[Task details]
Output, word for word, the span of lines that starts at the one containing "Target: cabinet door knob" and ends at the last line of the records.

[Saved entries]
------------------------------------------------
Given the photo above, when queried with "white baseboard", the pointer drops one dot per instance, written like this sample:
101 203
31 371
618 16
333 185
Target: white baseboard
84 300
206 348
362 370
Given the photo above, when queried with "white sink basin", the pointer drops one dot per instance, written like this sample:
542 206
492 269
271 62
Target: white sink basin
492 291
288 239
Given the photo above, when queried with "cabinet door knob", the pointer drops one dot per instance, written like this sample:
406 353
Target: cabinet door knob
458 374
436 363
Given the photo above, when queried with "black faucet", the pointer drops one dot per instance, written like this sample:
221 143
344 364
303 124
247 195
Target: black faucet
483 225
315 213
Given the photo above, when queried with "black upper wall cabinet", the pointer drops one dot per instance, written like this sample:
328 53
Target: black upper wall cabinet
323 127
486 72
------------------------------------------------
[Response below]
Target: cabinet door knob
458 374
436 363
Given the photo above, when queried with "black faucet", the pointer drops one dot per instance, written like this sample:
221 143
344 364
303 124
247 195
Target: black faucet
483 225
315 213
Given the photo above, when queried with "black upper wall cabinet", the pointer drops one dot per instance, written like this sample:
328 53
Target: black upper wall cabinet
323 127
486 72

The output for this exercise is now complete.